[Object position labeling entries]
● ● ● ●

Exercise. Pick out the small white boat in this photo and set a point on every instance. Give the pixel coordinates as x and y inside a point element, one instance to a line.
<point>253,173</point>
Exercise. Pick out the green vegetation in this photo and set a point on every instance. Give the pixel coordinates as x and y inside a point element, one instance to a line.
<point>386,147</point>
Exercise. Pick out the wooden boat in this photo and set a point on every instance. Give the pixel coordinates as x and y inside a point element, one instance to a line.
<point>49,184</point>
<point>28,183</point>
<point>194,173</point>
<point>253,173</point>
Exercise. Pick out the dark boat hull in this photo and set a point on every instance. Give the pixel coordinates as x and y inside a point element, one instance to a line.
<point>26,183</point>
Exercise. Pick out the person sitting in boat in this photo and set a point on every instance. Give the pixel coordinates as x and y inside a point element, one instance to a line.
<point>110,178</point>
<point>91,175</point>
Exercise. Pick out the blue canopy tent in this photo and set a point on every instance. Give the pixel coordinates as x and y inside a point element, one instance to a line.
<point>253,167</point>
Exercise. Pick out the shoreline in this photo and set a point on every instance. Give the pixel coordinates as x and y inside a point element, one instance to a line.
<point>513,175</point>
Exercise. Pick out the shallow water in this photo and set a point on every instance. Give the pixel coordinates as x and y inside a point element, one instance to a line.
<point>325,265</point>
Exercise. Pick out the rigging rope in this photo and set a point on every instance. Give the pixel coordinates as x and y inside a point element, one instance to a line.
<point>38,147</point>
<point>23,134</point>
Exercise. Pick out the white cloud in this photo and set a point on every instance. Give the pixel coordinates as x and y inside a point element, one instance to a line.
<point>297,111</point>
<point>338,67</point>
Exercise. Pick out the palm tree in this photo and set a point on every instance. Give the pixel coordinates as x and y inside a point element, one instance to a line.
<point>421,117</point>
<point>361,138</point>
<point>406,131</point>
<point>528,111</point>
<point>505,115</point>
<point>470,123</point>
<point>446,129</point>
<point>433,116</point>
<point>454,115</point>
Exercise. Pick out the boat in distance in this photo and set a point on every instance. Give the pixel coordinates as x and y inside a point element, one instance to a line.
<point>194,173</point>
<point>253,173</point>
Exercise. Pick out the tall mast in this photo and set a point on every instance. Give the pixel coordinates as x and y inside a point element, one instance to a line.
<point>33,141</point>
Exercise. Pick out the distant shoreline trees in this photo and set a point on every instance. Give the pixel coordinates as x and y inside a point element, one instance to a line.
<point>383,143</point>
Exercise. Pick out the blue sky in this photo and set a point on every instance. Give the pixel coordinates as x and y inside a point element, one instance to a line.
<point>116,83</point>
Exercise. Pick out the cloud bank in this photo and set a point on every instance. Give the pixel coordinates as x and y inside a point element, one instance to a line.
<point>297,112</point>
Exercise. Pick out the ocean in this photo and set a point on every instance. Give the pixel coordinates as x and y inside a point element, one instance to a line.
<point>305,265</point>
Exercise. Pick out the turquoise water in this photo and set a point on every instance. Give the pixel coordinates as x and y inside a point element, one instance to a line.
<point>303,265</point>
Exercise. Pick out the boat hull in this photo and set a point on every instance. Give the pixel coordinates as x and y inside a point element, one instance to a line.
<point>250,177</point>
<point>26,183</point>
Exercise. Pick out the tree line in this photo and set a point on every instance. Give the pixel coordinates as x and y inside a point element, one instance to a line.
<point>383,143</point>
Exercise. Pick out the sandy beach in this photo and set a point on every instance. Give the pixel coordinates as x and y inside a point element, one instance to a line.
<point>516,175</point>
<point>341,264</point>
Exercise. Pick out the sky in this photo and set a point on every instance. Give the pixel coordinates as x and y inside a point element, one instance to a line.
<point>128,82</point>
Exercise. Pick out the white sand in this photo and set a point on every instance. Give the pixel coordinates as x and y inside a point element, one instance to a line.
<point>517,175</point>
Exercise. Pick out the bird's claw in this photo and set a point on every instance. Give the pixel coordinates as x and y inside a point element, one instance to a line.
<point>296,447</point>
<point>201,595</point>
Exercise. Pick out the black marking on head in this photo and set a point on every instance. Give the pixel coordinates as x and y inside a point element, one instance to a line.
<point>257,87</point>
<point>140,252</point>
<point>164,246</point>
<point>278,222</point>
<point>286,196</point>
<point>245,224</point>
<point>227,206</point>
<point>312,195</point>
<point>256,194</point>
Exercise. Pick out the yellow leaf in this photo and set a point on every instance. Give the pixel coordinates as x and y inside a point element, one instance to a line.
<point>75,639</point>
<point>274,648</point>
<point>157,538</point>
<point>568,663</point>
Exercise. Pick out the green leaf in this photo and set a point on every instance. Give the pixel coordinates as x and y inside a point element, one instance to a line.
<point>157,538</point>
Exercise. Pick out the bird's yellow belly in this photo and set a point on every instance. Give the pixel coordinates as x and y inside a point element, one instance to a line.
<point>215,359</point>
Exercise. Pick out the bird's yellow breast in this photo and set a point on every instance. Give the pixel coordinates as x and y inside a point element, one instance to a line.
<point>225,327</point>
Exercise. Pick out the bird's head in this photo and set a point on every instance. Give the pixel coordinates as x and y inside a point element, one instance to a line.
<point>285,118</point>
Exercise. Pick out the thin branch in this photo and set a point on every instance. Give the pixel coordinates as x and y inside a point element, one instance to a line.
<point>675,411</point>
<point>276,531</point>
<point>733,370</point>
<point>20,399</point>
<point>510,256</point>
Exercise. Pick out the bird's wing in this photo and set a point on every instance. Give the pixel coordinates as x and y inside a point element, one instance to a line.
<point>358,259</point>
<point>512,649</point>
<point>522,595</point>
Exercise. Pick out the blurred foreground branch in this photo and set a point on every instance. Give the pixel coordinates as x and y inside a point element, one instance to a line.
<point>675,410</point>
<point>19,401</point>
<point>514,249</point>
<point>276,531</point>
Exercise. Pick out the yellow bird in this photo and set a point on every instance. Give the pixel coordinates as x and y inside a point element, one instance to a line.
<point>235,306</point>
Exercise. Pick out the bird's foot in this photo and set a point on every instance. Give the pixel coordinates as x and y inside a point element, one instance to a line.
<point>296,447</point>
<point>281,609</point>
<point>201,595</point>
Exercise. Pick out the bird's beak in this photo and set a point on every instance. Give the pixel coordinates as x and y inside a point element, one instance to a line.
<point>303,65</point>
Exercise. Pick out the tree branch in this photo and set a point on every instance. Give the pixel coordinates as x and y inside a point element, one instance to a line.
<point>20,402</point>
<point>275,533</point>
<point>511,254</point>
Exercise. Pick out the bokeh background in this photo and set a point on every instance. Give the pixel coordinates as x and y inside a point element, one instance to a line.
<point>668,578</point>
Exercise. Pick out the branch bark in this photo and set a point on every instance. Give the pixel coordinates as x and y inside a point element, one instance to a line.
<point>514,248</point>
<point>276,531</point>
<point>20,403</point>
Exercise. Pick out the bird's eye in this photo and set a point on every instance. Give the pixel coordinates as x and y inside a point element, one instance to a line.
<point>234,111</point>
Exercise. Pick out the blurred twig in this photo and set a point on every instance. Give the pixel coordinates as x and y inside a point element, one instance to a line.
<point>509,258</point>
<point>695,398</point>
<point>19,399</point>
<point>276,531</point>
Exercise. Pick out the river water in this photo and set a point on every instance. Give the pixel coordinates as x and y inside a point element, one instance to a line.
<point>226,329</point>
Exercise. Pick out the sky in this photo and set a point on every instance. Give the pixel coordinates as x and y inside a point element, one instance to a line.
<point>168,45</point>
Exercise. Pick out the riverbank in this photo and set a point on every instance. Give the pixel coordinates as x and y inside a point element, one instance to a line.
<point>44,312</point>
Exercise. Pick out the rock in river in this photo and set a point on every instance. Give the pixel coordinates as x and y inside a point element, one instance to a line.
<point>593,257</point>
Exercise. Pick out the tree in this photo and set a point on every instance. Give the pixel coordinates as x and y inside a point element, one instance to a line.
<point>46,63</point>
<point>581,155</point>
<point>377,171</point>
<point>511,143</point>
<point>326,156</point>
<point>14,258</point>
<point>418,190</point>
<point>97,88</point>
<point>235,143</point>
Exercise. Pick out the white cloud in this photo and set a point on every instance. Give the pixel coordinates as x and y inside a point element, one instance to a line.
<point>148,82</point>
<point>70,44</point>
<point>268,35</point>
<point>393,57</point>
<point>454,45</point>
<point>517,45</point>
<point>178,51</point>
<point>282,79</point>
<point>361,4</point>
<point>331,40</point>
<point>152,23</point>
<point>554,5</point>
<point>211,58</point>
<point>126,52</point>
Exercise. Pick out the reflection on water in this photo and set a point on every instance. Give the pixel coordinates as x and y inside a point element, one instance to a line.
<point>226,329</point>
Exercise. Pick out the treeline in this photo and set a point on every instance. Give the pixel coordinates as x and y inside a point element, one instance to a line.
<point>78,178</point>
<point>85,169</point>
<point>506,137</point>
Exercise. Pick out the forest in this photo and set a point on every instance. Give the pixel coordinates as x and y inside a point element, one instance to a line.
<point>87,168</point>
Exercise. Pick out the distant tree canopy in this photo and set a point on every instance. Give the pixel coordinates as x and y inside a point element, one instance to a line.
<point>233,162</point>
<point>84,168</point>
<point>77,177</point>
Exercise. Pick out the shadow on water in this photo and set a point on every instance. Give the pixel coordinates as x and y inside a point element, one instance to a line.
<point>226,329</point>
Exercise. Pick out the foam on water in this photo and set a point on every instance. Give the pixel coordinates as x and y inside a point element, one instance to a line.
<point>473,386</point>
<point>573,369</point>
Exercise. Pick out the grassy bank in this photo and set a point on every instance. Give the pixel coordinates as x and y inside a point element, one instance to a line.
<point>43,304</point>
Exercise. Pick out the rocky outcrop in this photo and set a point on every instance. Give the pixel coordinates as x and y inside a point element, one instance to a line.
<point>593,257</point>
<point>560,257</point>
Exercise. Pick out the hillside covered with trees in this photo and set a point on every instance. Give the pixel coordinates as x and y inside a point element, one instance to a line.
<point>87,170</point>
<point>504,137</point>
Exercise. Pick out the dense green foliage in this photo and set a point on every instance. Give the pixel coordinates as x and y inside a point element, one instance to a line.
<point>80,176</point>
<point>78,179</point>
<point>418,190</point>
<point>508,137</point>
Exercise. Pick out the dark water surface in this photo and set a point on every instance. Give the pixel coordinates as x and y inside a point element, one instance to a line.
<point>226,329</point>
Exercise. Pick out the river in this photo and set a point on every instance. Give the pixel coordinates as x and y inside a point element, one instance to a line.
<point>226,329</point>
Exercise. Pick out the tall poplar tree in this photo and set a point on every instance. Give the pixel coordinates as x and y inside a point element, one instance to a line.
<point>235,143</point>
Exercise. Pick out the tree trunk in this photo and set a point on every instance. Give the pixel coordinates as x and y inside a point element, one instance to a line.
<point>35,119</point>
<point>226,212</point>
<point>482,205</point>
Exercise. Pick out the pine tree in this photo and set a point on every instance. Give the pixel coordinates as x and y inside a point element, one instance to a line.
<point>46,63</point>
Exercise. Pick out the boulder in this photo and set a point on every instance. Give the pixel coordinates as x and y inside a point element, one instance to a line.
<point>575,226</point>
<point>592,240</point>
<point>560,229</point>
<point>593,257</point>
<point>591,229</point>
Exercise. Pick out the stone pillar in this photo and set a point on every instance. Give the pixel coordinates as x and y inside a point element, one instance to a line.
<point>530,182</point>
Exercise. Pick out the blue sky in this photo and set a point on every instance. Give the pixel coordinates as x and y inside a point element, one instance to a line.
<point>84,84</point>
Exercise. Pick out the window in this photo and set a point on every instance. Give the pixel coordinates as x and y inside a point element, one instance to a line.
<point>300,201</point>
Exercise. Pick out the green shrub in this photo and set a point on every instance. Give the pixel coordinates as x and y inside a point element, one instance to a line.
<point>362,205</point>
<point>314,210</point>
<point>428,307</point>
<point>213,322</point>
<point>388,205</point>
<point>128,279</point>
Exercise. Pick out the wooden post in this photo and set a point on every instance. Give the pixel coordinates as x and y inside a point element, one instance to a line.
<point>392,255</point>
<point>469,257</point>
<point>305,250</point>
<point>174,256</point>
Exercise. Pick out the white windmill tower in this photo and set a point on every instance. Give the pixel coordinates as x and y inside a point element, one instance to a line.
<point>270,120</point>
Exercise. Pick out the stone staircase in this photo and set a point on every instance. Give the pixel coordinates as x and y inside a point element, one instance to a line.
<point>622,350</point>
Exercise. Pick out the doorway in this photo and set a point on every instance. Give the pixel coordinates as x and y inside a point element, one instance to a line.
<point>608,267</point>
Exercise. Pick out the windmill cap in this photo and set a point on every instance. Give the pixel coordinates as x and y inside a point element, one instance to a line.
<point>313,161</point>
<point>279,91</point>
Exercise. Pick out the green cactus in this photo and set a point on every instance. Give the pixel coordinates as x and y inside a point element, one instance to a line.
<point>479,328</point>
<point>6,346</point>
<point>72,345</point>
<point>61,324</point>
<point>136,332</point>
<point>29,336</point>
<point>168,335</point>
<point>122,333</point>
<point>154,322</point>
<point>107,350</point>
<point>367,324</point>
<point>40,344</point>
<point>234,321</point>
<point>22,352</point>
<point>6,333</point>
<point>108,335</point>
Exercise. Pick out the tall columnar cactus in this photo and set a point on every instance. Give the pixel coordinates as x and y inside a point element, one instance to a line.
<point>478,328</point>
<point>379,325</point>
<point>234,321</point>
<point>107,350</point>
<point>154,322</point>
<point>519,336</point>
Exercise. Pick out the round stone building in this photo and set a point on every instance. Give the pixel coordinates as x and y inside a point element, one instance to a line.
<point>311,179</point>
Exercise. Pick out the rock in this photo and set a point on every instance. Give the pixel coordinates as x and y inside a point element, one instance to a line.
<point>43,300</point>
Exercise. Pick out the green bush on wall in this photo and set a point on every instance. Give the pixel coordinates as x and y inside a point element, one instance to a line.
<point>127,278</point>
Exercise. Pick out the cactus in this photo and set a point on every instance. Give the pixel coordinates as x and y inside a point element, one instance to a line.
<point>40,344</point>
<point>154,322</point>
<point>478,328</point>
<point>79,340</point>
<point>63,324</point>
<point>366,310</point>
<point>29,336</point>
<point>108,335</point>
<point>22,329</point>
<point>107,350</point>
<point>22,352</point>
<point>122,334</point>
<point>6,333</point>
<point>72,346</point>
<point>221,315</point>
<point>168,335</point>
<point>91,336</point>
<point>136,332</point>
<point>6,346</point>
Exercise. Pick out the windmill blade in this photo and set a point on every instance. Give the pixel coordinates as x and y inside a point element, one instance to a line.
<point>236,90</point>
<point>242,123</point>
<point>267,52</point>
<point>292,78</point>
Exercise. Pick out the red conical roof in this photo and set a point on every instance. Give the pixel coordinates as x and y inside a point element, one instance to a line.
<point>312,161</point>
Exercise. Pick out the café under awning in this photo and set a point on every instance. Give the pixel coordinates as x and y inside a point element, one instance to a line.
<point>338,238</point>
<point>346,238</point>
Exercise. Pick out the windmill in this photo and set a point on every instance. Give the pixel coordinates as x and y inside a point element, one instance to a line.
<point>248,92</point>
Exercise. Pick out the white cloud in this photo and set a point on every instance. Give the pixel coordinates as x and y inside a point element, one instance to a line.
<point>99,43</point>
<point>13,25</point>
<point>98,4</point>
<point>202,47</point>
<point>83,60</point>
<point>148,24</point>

● ● ● ●

Requirements
Reproduce the data from the line with "Exercise. Pick out the riverbank" to the line with "<point>506,137</point>", switching each "instance" to "occurrence" and leaving everything else unchanged.

Worked solution
Exercise. Pick out the riverbank in this photo and set a point on every occurrence. Give the pixel coordinates as x and y inside a point element, one occurrence to a line.
<point>44,312</point>
Exercise. Pick out the rock in river in this photo and set a point on every occurrence. Give the pixel coordinates as x and y inside a point element, one occurrence to a line.
<point>593,257</point>
Exercise. Pick out the tree in this photo and set a point on every occurrence. Give the pixel coordinates as x and y inside a point element, one occurrence to a line.
<point>46,63</point>
<point>581,155</point>
<point>377,171</point>
<point>511,143</point>
<point>326,156</point>
<point>14,258</point>
<point>418,190</point>
<point>97,88</point>
<point>235,143</point>
Exercise. Pick out the white cloud in this photo and set a point on every occurrence. Give the pixel coordinates as x and y inside a point element, one occurrence to a line.
<point>148,82</point>
<point>70,44</point>
<point>268,35</point>
<point>393,57</point>
<point>454,45</point>
<point>517,45</point>
<point>178,51</point>
<point>282,79</point>
<point>361,4</point>
<point>331,40</point>
<point>152,23</point>
<point>554,5</point>
<point>211,58</point>
<point>126,52</point>
Exercise. Pick out the reflection on water in this photo and set a point on every occurrence. Give the pixel coordinates as x and y inside a point element, one occurrence to a line.
<point>226,329</point>
Exercise. Pick out the treeline in this photo and set a point on every occurrence. Give the pixel coordinates as x and y inside a point element, one occurrence to a line.
<point>78,178</point>
<point>85,169</point>
<point>506,137</point>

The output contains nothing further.